#### [Texto de estudio]

--*--

OVEJAS PERDIDAS


 

SERIE DE SERMONES SOBRE MATEO 18-19 “NO TODO ESTÁ PERDIDO” 

TEXTO BÍBLICO: MATEO 18:10-14 

INTRODUCCIÓN 

       Uno de mis temores recurrentes a lo largo de mi vida ha sido perderme. No soporto la idea de hallarme en un lugar desconocido para mí y no saber cómo encontrar mi destino apetecido. Por eso siempre que puedo planifico hasta la obsesión cada viaje o trayecto que debo emprender. Consulto el Google Maps para asegurarme de la ruta más tranquila, visualizo las salidas y las entradas de autopistas y autovías, verifico momentos antes de salir si hay alguna circunstancia meteorológica o circulatoria que pueda modificar mi ruta, intento comprobar a través de Google Street cómo es la calle de mi destino final, y no dejo de cargar la batería del móvil para echar mano de él en caso de que me pueda despistar o haya pasado por alto alguna indicación o señal durante mi viaje. Aquellos que han viajado conmigo a otros países o a ubicaciones que no domino saben que la tensión me embarga y que mi carácter cambia, siempre pendiente de cada detalle por si algo no marchase correctamente según mis planes preestablecidos. Perderme no es una opción viable y atractiva. Todo lo contrario. Me pone nervioso y la ansiedad me supera hasta que al fin hallo una solución al problema. Solo cuando llego a mi destino, es que pierdo de repente cualquier atisbo de temor o tensión.

--*--

[Entradas guardadas]
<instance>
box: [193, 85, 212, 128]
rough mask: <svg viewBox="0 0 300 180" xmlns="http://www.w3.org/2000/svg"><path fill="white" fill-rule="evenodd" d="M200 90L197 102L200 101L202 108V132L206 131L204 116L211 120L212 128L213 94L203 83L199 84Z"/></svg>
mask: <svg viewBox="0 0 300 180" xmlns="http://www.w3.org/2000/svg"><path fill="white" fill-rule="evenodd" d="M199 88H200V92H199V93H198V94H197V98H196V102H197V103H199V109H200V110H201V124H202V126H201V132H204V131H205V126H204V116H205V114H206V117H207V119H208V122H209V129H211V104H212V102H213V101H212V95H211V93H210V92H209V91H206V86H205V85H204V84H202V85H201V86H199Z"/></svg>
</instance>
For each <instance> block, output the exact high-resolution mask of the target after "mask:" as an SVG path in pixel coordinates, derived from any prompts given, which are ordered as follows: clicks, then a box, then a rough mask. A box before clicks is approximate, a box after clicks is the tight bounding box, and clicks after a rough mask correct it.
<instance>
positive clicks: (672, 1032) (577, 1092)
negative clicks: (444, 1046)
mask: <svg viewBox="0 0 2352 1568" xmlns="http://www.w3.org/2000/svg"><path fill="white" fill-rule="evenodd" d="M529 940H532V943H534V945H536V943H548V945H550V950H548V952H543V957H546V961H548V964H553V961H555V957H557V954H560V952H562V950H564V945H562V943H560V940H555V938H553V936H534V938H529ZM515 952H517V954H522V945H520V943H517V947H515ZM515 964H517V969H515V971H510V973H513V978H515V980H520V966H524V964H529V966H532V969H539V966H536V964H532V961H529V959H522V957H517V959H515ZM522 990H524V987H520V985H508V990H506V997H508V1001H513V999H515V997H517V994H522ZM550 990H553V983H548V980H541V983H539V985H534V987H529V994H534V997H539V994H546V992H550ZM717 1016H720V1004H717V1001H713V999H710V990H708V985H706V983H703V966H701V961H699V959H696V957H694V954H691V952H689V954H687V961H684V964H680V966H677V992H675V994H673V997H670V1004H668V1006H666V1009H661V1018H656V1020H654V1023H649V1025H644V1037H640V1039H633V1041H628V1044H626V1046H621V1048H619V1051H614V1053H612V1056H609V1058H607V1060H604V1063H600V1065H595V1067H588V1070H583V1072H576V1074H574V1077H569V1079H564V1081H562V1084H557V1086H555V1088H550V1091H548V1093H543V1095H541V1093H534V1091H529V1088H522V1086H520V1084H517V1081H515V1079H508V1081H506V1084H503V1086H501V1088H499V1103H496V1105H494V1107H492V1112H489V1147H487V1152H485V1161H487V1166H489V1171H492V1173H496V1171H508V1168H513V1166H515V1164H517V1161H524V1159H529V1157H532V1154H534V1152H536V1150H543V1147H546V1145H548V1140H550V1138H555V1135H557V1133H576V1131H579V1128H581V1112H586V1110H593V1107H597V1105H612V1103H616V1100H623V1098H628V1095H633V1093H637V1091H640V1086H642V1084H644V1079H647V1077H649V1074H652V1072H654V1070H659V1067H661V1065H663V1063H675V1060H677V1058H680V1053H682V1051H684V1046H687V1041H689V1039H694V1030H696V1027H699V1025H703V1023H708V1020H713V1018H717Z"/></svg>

--*--

#### [Tareas pendientes]
- A) ¿Qué pasaje bíblico se indica como texto del sermón sobre las ovejas perdidas?
- B) Resume de forma más breve el párrafo del sermón sobre las ovejas perdidas que comienza con «Uno de mis temores recurrentes», conservando sus datos principales.
- C) Prosigue el sermón sobre las ovejas perdidas a partir de su última frase.

#### [Respuestas numeradas]
- A) Mateo 18:10-14.

- B) Perderme es uno de mis temores recurrentes: no soporto estar en un lugar desconocido sin saber llegar a mi destino. Por eso planifico obsesivamente cada viaje. Consulto Google Maps para elegir la ruta más tranquila y repaso las salidas y entradas de autopistas y autovías. Antes de salir compruebo si el tiempo o el tráfico pueden alterar la ruta. También miro la calle de destino en Google Street y llevo el móvil cargado por si me despisto. Quienes han viajado conmigo a lugares que no domino saben que me invade la tensión y cambia mi carácter. La ansiedad me supera hasta que encuentro una solución, y solo al llegar a mi destino desaparece todo temor.

- C)
      Supongo que vosotros tampoco disfrutáis cuando os perdéis. Es la sensación más aterradora del mundo. Sin referencias a las que acudir para saber exactamente dónde estás, sin una pista que te dé alguna esperanza de encontrar algo reconocible que te restaure la esperanza de alcanzar tu meta, o sin un ápice de ayuda que te permita recalcular tu ruta, podemos llegar a volvernos locos. A menos que tengas una brújula o sepas que el norte puede evidenciarse por el musgo en los árboles, o que puedas adivinar donde está la estrella Polar, perderse es algo bastante desagradable y desapacible. Y mientras tratas de descubrir la manera de ubicarte, solo sueñas, o con volver a tu lugar de origen o con conseguir arribar al puerto de tu destino. Mientras tanto, sea donde quiera que estés, el miedo y el desconcierto empiezan a desestabilizarte mentalmente, viendo amenazas donde no las hay, y previendo que el hecho de perderse no será tan grave en comparación con los peligros que se ciernen supuestamente sobre tu persona. Gritas y nadie escucha. Hablas en castellano y todos hablan en inglés u otro idioma que ni dominas ni entiendes. Pasa el tiempo y el desquiciamiento solo es cuestión de unas horas más. Tal vez esté siendo demasiado hiperbólico tratando el tema de perderse, pero solo aquel que experimenta esta situación sabrá que, incluso, me quedo corto.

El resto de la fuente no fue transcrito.